- [DOCUMENT SECTION]
Whenever Urv called, I’d clear my schedule for the next hour (at least!), pull out a pen and pad of paper and prepare to feverishly write down what were likely to be 10-20 rapid fire ideas of things she thought I should be doing, or doing much better … tomorrow!

Urv pushed me to see connections, dig deeper, and I was a better activist and leader for it. Her impact within the National LGBTQ Task Force carried on long after she left its staff. The sheer intellectual and strategic hole in our movement’s drive towards liberation and freedom, left by Urv’s death, is hard to grasp.

Up until her last months she was creating projects, mentoring others, pushing for liberation, gathering data through the National LGBTQ+ Women’s Community Survey. The only thing I ever saw Urv be more passionate about than her pursuit of freedom and liberation, was her love for Kate, their family, and her energy for her friends.

- [RECORDS PROVIDED]
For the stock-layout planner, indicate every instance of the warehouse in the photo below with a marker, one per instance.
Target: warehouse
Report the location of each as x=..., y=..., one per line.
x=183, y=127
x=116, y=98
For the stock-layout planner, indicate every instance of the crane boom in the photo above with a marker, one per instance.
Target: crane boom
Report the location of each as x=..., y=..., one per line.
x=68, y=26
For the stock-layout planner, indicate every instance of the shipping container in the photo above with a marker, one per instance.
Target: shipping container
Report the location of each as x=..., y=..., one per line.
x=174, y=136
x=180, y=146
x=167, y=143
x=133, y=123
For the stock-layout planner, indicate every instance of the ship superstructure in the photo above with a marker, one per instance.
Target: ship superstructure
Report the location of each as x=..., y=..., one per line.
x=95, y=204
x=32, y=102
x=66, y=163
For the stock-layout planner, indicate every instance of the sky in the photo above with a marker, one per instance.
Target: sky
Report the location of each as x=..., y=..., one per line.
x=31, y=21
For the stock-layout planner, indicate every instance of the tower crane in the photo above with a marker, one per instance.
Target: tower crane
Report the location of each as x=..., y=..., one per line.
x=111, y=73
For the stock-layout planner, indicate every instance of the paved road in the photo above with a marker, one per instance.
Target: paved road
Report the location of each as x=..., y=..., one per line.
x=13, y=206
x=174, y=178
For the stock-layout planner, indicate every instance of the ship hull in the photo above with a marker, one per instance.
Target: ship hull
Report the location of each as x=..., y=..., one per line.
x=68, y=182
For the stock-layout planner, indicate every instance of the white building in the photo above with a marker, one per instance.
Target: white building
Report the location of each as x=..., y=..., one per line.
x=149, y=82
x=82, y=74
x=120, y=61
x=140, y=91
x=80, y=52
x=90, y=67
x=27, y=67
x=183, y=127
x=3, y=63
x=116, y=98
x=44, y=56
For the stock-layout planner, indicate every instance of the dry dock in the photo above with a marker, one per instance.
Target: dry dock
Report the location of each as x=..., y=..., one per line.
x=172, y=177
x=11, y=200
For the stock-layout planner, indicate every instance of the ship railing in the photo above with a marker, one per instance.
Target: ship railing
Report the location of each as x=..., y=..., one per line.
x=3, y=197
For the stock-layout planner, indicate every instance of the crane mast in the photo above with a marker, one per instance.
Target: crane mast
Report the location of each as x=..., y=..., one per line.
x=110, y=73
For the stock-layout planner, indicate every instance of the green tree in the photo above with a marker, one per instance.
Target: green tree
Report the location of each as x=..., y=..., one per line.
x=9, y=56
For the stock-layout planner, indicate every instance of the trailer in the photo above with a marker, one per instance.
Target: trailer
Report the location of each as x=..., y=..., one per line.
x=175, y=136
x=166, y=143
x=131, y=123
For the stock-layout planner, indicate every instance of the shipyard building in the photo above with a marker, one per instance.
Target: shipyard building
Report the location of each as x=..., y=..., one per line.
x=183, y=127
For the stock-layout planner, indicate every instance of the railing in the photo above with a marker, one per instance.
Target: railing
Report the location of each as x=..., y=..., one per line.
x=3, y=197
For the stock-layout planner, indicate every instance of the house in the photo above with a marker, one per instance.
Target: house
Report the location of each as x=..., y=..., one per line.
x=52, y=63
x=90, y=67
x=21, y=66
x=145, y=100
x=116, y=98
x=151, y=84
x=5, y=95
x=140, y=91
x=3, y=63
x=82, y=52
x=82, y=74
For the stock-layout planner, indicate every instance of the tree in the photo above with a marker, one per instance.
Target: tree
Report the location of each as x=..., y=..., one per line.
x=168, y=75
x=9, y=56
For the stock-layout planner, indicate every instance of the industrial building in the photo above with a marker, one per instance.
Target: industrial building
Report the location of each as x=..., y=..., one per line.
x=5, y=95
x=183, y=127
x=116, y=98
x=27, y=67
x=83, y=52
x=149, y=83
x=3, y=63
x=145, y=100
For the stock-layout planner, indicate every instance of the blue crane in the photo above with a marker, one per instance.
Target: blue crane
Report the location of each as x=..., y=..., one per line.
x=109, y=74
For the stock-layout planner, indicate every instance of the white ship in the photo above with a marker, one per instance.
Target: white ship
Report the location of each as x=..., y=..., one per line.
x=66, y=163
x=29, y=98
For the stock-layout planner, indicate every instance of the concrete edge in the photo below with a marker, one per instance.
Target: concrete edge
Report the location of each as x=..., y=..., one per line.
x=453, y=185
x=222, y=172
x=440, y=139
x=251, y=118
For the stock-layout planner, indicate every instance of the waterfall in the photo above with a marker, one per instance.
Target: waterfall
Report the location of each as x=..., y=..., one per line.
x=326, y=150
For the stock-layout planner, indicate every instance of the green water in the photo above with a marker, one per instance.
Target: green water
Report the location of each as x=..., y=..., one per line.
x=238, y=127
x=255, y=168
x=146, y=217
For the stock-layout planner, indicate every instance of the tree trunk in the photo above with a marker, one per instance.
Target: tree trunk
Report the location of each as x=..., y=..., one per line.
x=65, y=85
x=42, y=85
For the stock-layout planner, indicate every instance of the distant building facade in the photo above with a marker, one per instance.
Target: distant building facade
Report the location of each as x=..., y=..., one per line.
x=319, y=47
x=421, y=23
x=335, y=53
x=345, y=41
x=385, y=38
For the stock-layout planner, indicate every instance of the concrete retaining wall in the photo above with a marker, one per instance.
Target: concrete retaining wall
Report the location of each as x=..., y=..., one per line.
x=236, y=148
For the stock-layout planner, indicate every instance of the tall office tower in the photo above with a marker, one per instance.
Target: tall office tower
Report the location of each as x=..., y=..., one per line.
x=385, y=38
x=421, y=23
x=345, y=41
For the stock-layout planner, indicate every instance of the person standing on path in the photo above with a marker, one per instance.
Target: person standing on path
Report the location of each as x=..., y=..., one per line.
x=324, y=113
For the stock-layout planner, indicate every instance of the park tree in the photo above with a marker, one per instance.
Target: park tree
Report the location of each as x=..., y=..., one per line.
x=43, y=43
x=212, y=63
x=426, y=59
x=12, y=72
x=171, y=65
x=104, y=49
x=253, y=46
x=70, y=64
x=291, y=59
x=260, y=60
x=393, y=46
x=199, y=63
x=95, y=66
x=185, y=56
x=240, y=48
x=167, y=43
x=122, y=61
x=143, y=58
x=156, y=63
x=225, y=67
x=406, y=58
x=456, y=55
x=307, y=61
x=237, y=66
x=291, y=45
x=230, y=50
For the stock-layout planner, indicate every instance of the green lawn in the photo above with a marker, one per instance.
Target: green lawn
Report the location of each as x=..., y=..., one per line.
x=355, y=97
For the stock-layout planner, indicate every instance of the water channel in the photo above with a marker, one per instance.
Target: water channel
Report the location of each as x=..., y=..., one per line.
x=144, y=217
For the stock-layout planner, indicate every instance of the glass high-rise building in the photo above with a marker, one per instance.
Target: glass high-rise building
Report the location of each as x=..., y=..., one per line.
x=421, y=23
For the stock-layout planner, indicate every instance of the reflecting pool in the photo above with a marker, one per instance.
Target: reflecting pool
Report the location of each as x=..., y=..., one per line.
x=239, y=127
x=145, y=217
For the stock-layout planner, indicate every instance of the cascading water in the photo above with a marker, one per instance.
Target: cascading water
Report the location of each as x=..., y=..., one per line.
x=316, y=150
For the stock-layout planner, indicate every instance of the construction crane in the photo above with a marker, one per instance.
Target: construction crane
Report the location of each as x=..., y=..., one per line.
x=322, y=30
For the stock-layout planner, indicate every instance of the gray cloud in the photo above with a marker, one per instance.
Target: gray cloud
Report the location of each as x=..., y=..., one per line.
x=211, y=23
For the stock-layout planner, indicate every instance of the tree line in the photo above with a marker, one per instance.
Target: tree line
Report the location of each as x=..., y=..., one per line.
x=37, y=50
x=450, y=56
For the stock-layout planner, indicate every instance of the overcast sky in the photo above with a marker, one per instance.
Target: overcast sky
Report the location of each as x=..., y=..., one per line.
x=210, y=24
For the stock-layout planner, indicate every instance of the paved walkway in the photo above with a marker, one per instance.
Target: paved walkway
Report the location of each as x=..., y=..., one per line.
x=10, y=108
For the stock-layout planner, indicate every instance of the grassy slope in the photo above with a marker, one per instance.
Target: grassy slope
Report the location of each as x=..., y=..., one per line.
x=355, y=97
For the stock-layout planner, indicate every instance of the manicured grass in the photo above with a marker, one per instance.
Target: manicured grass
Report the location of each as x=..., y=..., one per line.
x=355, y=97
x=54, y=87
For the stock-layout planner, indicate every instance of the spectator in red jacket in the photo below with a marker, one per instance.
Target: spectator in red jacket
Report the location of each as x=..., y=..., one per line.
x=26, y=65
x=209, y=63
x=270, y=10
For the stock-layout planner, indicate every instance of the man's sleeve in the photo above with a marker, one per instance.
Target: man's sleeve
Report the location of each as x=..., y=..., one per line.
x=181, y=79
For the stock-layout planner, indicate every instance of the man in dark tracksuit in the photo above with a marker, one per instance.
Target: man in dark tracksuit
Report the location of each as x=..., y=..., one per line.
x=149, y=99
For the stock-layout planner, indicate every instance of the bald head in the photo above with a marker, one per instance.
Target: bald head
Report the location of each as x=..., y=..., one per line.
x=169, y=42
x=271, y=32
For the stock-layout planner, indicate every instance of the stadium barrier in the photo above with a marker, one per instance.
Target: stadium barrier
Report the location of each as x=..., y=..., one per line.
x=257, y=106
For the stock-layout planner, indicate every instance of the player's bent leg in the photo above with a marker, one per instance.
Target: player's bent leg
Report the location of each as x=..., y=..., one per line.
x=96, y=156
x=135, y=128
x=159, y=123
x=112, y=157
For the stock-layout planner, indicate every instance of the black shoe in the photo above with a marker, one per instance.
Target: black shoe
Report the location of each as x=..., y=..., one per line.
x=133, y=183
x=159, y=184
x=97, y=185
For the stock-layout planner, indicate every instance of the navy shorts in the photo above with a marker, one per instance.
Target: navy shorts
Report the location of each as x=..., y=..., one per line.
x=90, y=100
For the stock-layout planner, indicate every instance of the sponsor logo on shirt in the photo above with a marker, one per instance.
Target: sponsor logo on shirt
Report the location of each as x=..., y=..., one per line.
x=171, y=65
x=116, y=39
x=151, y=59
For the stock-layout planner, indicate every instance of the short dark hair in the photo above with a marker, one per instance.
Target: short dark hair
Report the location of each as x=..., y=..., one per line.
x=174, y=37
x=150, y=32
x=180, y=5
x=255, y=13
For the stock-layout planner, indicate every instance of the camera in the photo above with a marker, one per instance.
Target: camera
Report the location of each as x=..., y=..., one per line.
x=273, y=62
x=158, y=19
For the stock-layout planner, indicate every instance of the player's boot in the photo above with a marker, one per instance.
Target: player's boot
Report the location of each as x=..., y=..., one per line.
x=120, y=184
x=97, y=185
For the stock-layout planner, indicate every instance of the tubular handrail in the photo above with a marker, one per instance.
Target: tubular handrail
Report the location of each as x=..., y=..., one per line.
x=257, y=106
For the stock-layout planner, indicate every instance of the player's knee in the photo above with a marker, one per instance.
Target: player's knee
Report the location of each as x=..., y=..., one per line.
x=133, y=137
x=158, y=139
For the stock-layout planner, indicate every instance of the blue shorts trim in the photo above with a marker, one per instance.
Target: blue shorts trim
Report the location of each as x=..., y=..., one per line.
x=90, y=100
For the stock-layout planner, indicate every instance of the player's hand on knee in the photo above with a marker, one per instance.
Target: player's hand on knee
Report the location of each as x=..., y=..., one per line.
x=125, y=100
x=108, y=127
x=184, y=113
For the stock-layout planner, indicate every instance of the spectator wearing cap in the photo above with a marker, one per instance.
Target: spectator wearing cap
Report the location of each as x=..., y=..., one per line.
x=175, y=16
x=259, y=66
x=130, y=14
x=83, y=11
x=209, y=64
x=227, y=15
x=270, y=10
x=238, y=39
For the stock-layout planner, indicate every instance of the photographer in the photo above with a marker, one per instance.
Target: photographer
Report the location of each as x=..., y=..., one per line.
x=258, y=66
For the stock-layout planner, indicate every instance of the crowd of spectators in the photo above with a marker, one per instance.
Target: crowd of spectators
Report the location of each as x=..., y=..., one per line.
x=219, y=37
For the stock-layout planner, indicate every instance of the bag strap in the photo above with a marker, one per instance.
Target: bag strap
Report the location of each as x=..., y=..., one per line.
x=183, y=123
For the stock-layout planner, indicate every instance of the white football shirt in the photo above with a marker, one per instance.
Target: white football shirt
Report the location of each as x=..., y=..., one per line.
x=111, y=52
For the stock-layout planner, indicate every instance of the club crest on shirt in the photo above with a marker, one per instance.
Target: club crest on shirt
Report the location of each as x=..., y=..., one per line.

- [ACTIVITY LIST]
1) Rewrite the tribute to Urv from "Whenever Urv called, I’d" up to and including "hard to grasp.", swapping "schedule" for "calendar".
2) According to the tribute to Urv, through which survey was she gathering data in her last months?
3) Continue the tribute to Urv from its last sentence.
The listing stands apart from the tribute to Urv.

- [ANSWERS TO THIS EXERCISE]
1)
Whenever Urv called, I’d clear my calendar for the next hour (at least!), pull out a pen and pad of paper and prepare to feverishly write down what were likely to be 10-20 rapid fire ideas of things she thought I should be doing, or doing much better … tomorrow!

Urv pushed me to see connections, dig deeper, and I was a better activist and leader for it. Her impact within the National LGBTQ Task Force carried on long after she left its staff. The sheer intellectual and strategic hole in our movement’s drive towards liberation and freedom, left by Urv’s death, is hard to grasp.

2) The National LGBTQ+ Women's Community Survey.

3)
The best way we can honor Urv is to continue to fight for justice and the full liberation of all people,” Carey said.

Her time at the National Gay and Lesbian Task Force, in which she held multiple positions for over 10 years, notably media director, then executive director, saw her bring all aspects of queer life and struggle into the public eye. While at the Task Force, she co-founded the annual Creating Change conference, now in its 33rd year. 

“I first met Urv in the early 1980’s when we were both young attorneys and lesbian activists in Washington, D.C. As we became friends and, eventually, colleagues, I admired her leadership and all that she accomplished, both within and outside of our movement—for queer people, for women, for people of color and against poverty. She continued her work to advance equity and justice until the very end.  

“I’ll always be grateful to Urv for being one of the people who encouraged me, back in 1992, to accept the job running the Los Angeles LGBT Center. And when the National LGBTQ Task Force faced severe financial challenges in 2001, she played the key role in recruiting me to step in and help turn things around, lending her support every step of the way.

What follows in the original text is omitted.